* WRITTEN TASK: Give everything in the listing from its first line down to the line containing "positive clicks: (468, 482)", both ends included, as a Markdown table with the columns Row and Listing line. Leave out any blank lines.

* Dataset entries:
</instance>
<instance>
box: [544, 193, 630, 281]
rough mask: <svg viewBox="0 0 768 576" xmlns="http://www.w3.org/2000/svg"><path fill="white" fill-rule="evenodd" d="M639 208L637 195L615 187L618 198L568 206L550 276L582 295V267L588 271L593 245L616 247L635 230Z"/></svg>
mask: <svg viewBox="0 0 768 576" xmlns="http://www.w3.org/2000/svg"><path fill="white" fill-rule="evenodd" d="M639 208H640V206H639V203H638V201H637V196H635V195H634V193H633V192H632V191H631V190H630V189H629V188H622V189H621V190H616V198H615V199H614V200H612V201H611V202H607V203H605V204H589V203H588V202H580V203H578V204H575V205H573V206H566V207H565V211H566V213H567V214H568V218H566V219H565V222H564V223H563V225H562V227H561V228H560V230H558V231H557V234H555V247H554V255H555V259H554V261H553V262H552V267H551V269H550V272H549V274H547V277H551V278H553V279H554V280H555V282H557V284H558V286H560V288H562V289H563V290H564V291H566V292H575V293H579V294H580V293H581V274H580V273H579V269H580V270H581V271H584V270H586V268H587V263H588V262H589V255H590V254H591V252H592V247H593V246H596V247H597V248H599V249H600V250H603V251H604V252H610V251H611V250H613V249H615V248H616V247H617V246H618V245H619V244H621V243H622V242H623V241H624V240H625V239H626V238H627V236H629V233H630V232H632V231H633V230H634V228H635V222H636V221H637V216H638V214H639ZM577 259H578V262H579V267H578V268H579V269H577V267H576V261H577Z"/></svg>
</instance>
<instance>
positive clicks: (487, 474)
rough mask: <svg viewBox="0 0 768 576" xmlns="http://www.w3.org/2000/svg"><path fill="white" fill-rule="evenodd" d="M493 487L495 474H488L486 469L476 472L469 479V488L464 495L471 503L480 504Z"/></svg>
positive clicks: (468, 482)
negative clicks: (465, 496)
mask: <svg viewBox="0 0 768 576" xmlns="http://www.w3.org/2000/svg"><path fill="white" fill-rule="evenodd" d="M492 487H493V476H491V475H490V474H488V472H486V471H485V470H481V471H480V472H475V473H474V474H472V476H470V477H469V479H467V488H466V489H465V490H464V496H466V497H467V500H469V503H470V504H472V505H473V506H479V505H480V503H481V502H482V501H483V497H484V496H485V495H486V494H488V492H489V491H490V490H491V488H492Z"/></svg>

* COMPLETED TASK:
| Row | Listing line |
|---|---|
| 1 | </instance> |
| 2 | <instance> |
| 3 | box: [544, 193, 630, 281] |
| 4 | rough mask: <svg viewBox="0 0 768 576" xmlns="http://www.w3.org/2000/svg"><path fill="white" fill-rule="evenodd" d="M639 208L637 195L615 187L618 198L568 206L550 276L582 295V267L588 271L593 245L616 247L635 230Z"/></svg> |
| 5 | mask: <svg viewBox="0 0 768 576" xmlns="http://www.w3.org/2000/svg"><path fill="white" fill-rule="evenodd" d="M639 208H640V206H639V203H638V201H637V196H635V195H634V193H633V192H632V191H631V190H630V189H629V188H622V189H621V190H616V198H615V199H614V200H612V201H611V202H607V203H605V204H589V203H588V202H580V203H578V204H575V205H573V206H566V207H565V211H566V213H567V214H568V218H566V219H565V222H564V223H563V225H562V227H561V228H560V230H558V231H557V234H555V247H554V255H555V259H554V261H553V262H552V267H551V269H550V272H549V274H547V277H551V278H553V279H554V280H555V282H557V284H558V286H560V288H562V289H563V290H564V291H566V292H575V293H579V294H580V293H581V274H580V273H579V269H580V270H581V271H584V270H586V268H587V263H588V262H589V255H590V254H591V252H592V247H593V246H596V247H597V248H599V249H600V250H603V251H604V252H610V251H611V250H613V249H615V248H616V247H617V246H618V245H619V244H621V243H622V242H623V241H624V240H625V239H626V238H627V236H629V233H630V232H632V231H633V230H634V228H635V222H636V221H637V216H638V214H639ZM577 259H578V262H579V267H578V268H579V269H577V267H576V261H577Z"/></svg> |
| 6 | </instance> |
| 7 | <instance> |
| 8 | positive clicks: (487, 474) |
| 9 | rough mask: <svg viewBox="0 0 768 576" xmlns="http://www.w3.org/2000/svg"><path fill="white" fill-rule="evenodd" d="M493 487L495 474H488L486 469L476 472L469 479V488L464 495L471 503L480 504Z"/></svg> |
| 10 | positive clicks: (468, 482) |